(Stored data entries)
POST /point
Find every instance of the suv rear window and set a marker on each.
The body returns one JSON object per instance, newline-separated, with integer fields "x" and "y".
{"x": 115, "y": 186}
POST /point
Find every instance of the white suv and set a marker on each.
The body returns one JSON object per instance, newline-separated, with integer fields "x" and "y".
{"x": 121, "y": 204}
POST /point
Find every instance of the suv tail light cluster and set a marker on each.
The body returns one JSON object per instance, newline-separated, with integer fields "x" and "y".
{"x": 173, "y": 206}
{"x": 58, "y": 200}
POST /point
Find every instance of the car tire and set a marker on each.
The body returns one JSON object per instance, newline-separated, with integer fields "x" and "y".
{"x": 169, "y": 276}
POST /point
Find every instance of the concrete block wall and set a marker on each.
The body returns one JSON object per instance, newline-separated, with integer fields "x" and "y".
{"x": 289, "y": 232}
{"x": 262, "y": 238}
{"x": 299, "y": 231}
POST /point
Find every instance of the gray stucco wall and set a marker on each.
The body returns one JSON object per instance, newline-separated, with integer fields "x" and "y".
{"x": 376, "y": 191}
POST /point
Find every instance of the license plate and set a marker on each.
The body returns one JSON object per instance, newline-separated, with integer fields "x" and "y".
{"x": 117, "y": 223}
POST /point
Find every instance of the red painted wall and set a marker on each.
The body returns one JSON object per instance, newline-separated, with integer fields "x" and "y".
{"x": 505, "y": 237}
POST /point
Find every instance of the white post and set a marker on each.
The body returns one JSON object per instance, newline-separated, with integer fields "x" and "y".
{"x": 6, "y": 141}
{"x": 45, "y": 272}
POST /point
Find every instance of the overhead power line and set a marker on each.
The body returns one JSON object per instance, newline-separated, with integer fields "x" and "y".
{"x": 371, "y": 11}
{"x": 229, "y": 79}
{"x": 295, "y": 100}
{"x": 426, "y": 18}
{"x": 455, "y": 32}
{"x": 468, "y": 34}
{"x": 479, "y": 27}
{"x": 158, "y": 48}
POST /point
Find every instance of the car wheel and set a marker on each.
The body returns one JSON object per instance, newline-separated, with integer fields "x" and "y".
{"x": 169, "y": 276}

## YOUR OBJECTIVE
From the line with "Find every instance of the license" to the final line of the entries above, return every line exactly as written.

## PROBLEM SOLUTION
Find every instance of the license plate and set a marker on each.
The body returns one JSON object per instance, newline-separated, with integer fields "x" and "y".
{"x": 117, "y": 223}
POST /point
Find every instance of the red painted wall and set a marker on each.
The body returns one JSON object per instance, newline-separated, with integer fields "x" and "y".
{"x": 505, "y": 237}
POST /point
Find every instance of the white post and set a marker on each.
The body returns one JSON object per instance, newline-separated, with integer fields "x" and "y".
{"x": 6, "y": 141}
{"x": 45, "y": 272}
POST /point
Find every instance of the overhead power line and set a marker on each.
The body returns one JSON object per instance, newline-separated, with integer fields "x" and "y".
{"x": 371, "y": 11}
{"x": 229, "y": 79}
{"x": 295, "y": 100}
{"x": 426, "y": 18}
{"x": 455, "y": 32}
{"x": 468, "y": 34}
{"x": 479, "y": 27}
{"x": 158, "y": 48}
POST /point
Find every instance of the car wheel and set a marker on each.
The body returns one JSON object per instance, newline-separated, with integer fields "x" and "y".
{"x": 169, "y": 276}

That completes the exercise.